=== Assignment ===
All that is wanted is a word-for-word copy of the data from its first line to the line containing "x=200 y=1077", both included.

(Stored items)
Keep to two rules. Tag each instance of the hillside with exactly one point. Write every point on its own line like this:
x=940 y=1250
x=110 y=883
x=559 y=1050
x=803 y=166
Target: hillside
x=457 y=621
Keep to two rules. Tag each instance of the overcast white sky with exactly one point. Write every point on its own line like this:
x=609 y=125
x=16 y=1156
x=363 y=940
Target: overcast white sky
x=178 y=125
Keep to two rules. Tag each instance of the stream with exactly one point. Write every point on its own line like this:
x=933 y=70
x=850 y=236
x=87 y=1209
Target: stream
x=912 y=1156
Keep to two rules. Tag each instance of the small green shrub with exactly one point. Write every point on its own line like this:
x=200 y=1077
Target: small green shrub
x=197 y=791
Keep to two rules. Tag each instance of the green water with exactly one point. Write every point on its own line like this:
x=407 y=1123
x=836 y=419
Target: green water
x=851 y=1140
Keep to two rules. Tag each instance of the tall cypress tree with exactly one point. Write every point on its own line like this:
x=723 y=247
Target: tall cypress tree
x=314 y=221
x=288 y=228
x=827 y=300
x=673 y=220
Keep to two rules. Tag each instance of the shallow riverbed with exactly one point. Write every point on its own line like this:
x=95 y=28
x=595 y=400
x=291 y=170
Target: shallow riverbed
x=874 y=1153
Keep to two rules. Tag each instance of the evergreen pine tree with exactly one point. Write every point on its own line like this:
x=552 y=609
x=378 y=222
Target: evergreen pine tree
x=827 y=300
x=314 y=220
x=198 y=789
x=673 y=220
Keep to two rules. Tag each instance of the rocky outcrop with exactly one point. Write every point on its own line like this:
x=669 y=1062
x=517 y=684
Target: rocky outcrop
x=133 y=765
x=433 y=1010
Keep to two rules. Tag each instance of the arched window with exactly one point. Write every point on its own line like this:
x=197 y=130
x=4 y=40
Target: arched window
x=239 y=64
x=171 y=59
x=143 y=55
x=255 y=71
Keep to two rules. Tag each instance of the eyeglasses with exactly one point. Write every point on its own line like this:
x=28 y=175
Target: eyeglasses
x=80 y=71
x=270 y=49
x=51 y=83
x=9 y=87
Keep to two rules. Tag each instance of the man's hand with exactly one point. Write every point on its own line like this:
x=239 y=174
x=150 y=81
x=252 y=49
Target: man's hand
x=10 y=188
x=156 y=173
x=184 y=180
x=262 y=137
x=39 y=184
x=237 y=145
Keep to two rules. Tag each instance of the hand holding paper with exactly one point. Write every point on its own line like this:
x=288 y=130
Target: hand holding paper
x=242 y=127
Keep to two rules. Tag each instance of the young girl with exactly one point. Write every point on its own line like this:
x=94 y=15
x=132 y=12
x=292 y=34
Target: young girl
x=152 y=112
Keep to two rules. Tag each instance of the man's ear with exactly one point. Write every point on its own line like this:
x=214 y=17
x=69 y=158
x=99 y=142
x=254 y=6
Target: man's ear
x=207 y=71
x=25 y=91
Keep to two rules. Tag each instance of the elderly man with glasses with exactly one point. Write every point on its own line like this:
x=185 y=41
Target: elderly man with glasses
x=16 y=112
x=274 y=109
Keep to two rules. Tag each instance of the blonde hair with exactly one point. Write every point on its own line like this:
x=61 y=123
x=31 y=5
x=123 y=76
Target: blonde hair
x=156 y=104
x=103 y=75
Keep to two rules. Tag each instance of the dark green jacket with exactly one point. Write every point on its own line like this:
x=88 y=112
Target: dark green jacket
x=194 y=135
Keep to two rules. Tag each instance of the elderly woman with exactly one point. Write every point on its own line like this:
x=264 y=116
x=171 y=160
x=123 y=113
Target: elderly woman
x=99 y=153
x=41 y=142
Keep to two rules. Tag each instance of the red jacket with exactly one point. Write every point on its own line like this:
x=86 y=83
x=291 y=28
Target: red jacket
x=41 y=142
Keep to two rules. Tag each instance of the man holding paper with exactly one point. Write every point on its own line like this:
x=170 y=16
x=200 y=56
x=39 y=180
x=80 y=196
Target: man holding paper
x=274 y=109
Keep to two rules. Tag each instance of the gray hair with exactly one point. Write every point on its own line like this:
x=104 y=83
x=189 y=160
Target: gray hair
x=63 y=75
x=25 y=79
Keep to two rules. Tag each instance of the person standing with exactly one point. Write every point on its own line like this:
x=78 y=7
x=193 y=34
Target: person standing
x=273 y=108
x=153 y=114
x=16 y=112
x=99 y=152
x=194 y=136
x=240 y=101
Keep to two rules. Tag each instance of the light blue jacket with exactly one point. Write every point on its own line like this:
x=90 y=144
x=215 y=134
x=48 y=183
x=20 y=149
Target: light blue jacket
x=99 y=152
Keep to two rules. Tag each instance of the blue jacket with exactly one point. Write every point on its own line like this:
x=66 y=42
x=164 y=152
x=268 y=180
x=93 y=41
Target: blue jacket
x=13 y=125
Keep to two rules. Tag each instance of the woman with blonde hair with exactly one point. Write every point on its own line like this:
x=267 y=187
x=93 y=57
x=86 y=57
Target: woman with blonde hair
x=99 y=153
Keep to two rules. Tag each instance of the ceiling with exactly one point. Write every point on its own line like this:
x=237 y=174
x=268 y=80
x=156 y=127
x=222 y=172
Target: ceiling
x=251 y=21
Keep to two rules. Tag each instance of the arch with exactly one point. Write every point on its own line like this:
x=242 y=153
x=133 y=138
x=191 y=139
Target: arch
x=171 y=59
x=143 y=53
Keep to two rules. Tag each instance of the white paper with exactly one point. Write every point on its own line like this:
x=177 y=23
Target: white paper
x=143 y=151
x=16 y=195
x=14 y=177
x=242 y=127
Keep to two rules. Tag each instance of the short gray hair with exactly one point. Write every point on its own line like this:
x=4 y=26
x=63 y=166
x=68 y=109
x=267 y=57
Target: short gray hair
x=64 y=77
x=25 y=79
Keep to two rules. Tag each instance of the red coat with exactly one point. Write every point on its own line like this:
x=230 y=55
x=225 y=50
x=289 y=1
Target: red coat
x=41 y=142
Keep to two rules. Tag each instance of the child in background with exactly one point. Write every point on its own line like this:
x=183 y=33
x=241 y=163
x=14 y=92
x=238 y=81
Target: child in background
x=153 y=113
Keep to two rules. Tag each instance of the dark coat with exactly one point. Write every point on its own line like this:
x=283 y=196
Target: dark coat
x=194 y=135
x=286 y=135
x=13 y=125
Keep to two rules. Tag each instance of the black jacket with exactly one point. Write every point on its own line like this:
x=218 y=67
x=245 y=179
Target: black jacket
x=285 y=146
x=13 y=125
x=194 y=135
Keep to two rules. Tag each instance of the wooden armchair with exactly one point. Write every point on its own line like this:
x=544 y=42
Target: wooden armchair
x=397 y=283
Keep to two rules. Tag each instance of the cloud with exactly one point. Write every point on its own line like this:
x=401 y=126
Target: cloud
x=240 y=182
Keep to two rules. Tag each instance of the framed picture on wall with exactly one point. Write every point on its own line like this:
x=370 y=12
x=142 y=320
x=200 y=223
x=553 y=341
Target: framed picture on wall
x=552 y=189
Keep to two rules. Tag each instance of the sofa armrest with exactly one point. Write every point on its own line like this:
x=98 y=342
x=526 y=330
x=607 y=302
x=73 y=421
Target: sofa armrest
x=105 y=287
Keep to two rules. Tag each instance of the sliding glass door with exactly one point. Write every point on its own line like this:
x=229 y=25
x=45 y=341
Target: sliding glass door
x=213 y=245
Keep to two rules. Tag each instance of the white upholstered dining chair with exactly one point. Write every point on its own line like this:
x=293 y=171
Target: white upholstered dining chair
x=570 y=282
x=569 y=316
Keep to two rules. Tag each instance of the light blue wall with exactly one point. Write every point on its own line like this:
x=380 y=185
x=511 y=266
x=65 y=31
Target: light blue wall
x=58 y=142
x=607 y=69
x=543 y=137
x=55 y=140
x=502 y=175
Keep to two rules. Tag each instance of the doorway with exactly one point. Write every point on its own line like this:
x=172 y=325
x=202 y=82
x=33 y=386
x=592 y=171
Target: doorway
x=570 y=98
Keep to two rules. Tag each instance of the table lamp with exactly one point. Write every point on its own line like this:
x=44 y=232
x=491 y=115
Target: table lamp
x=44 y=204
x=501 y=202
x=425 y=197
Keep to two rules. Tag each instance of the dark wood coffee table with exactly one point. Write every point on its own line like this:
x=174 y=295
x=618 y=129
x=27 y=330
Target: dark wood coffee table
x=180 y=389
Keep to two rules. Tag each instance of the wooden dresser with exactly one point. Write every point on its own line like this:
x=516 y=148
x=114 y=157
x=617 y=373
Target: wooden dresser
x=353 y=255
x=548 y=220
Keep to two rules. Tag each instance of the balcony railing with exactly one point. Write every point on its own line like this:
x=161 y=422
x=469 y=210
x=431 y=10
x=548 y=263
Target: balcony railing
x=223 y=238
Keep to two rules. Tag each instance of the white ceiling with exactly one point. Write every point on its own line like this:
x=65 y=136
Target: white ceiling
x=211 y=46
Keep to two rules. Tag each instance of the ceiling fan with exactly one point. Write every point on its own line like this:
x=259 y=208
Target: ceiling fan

=== Response to this exercise ===
Keep to two rules. Tag each instance of the hillside with exactly one point. Write every point on its own line like this:
x=940 y=1250
x=110 y=883
x=559 y=1050
x=803 y=166
Target: hillside
x=457 y=621
Keep to two rules. Tag each instance of the overcast white sky with exactly one point. Write every point on its own line like this:
x=609 y=125
x=16 y=1156
x=363 y=940
Target: overcast white sky
x=178 y=125
Keep to two rules. Tag each instance of the stream with exactly one point. Write every point on its own line like this:
x=933 y=70
x=850 y=236
x=87 y=1209
Target: stream
x=912 y=1156
Keep to two rules. Tag each instance of the small green shrub with exactly one point. Write every point on its own line like this:
x=200 y=1077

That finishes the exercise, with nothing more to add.